--- start Document section ---

# Black Horse: What Color Tack?



## ShezaCharmer (Mar 13, 2010)

So I am excited to start showing my mare this year but I am in desperate need of new show tack so I need help with colors. Charm's "color" is turquise(spelling?) or light blue. I will be shopping for an all leather barrel saddle and possibly just a regular all around western saddle with some silver on it. I am also going to get matching headstalls and breast collars as well of course!

*What color tack do you reccomend for a black horse? *

I was thinking about black on black but many people say no to that. What do you think? 

For references of what my mare looks like look at my avatar or any of my other pictures.


----------



## Arksly (Mar 13, 2010)

I like black and black too. But I do Dressage so I think black looks good on anything :lol:.


----------



## Haylee (Feb 2, 2011)

She is BEAUTIFUL first off, and second, I think that maybe black with studs, or silver would look good; or maybe mahogany/dark brown... not many horses can pull off mahogany(my horse for instance) but I think your girl could.  Good luck, she looks wonderful. 

Here is the website I got my saddle from, they are beautiful and VERY affordable. 

Western saddle Horse tack English saddles Pony saddle for sale - SaddleOnline Inc.


----------



## x Bustie and Alli x (Jan 15, 2011)

What about a chestnut horse? (Sorry to nick your post Sheza!!) I want a new saddle for a Bustie but don't know what colour- I don't want her clashing with her tack!!!!!


----------



## eventerdrew (Mar 13, 2009)

Black looks good on all horses, IMO. I've had Chestnuts and Black horses that looked amazing in black tack


----------



## x Bustie and Alli x (Jan 15, 2011)

yh I was thinking black- safer lol


----------



## Eolith (Sep 30, 2007)

Black tack on a black horse with silver/chrome hardware makes me shiver with delight.  I think it would be stunning with turquoise accents for her saddle blanket/boots.


----------



## equiniphile (Aug 16, 2009)

Haylee said:


> Here is the website I got my saddle from, they are beautiful and VERY affordable.
> 
> Western saddle Horse tack English saddles Pony saddle for sale - SaddleOnline Inc.


 It looks way too good to be true. What's the quality like?


----------



## ShezaCharmer (Mar 13, 2010)

Thanks guys! Yah black is safe and its my fav color in tack. Now I have to try and find a nice looking barrel saddle with some nice trim.... hmmm... that might be tough! Lots of light oil brown but not a whole lot of black.

--- end Document section ---
--- start Listing ---

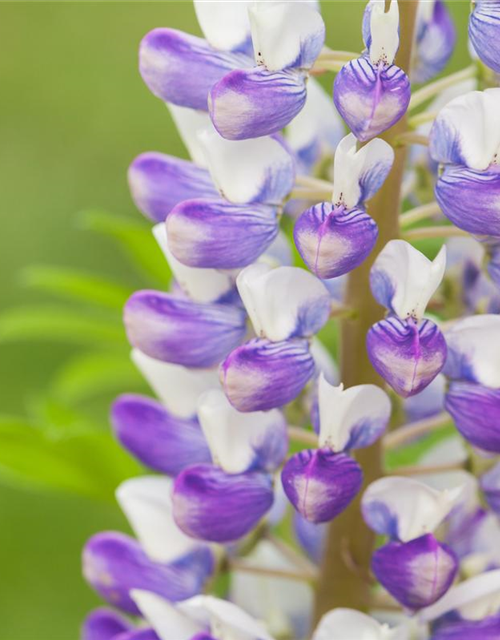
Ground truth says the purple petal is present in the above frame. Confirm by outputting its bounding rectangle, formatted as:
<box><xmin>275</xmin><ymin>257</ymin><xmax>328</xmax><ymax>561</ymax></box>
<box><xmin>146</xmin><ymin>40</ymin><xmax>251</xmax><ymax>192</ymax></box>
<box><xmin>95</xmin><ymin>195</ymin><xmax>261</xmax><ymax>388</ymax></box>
<box><xmin>372</xmin><ymin>534</ymin><xmax>458</xmax><ymax>610</ymax></box>
<box><xmin>469</xmin><ymin>0</ymin><xmax>500</xmax><ymax>73</ymax></box>
<box><xmin>209</xmin><ymin>67</ymin><xmax>307</xmax><ymax>140</ymax></box>
<box><xmin>113</xmin><ymin>629</ymin><xmax>160</xmax><ymax>640</ymax></box>
<box><xmin>333</xmin><ymin>56</ymin><xmax>410</xmax><ymax>141</ymax></box>
<box><xmin>167</xmin><ymin>199</ymin><xmax>279</xmax><ymax>269</ymax></box>
<box><xmin>124</xmin><ymin>290</ymin><xmax>246</xmax><ymax>368</ymax></box>
<box><xmin>281</xmin><ymin>449</ymin><xmax>363</xmax><ymax>524</ymax></box>
<box><xmin>173</xmin><ymin>464</ymin><xmax>273</xmax><ymax>542</ymax></box>
<box><xmin>293</xmin><ymin>511</ymin><xmax>327</xmax><ymax>564</ymax></box>
<box><xmin>139</xmin><ymin>29</ymin><xmax>249</xmax><ymax>111</ymax></box>
<box><xmin>445</xmin><ymin>382</ymin><xmax>500</xmax><ymax>453</ymax></box>
<box><xmin>293</xmin><ymin>202</ymin><xmax>378</xmax><ymax>279</ymax></box>
<box><xmin>81</xmin><ymin>608</ymin><xmax>131</xmax><ymax>640</ymax></box>
<box><xmin>430</xmin><ymin>615</ymin><xmax>500</xmax><ymax>640</ymax></box>
<box><xmin>111</xmin><ymin>394</ymin><xmax>211</xmax><ymax>476</ymax></box>
<box><xmin>366</xmin><ymin>316</ymin><xmax>446</xmax><ymax>398</ymax></box>
<box><xmin>83</xmin><ymin>532</ymin><xmax>213</xmax><ymax>615</ymax></box>
<box><xmin>435</xmin><ymin>167</ymin><xmax>500</xmax><ymax>237</ymax></box>
<box><xmin>480</xmin><ymin>463</ymin><xmax>500</xmax><ymax>514</ymax></box>
<box><xmin>411</xmin><ymin>0</ymin><xmax>457</xmax><ymax>82</ymax></box>
<box><xmin>221</xmin><ymin>339</ymin><xmax>315</xmax><ymax>412</ymax></box>
<box><xmin>128</xmin><ymin>151</ymin><xmax>218</xmax><ymax>222</ymax></box>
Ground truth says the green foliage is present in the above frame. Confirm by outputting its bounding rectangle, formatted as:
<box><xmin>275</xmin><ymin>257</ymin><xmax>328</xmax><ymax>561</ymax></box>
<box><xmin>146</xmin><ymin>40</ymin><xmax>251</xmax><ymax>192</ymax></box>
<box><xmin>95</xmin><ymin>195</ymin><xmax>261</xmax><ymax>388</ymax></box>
<box><xmin>21</xmin><ymin>266</ymin><xmax>133</xmax><ymax>312</ymax></box>
<box><xmin>0</xmin><ymin>417</ymin><xmax>140</xmax><ymax>500</ymax></box>
<box><xmin>80</xmin><ymin>209</ymin><xmax>171</xmax><ymax>287</ymax></box>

--- end Listing ---

:: Stated goal A ::
Using the tack-color thread, say whether each statement agrees with it, answering yes or no and quoting the deciding words: (i) Arksly rides Dressage; (ii) Charm's color is red; (iii) Eolith suggests turquoise accents for the saddle blanket and boots.
:: Stated goal B ::
In the tack-color thread, what colors of horses does eventerdrew say they have owned that looked amazing in black tack?
:: Stated goal C ::
Return the part of the tack-color thread that opens with the words containing "## Eolith (Sep" and closes with "(Aug 16, 2009)".

:: Complete response A ::
(i) Yes: "But I do Dressage so I think black looks good on anything"
(ii) No: "Charm's "color" is turquise(spelling?) or light blue."
(iii) Yes: "I think it would be stunning with turquoise accents for her saddle blanket/boots."

:: Complete response B ::
Chestnuts and black horses.

:: Complete response C ::
## Eolith (Sep 30, 2007)

Black tack on a black horse with silver/chrome hardware makes me shiver with delight.  I think it would be stunning with turquoise accents for her saddle blanket/boots.


----------



## equiniphile (Aug 16, 2009)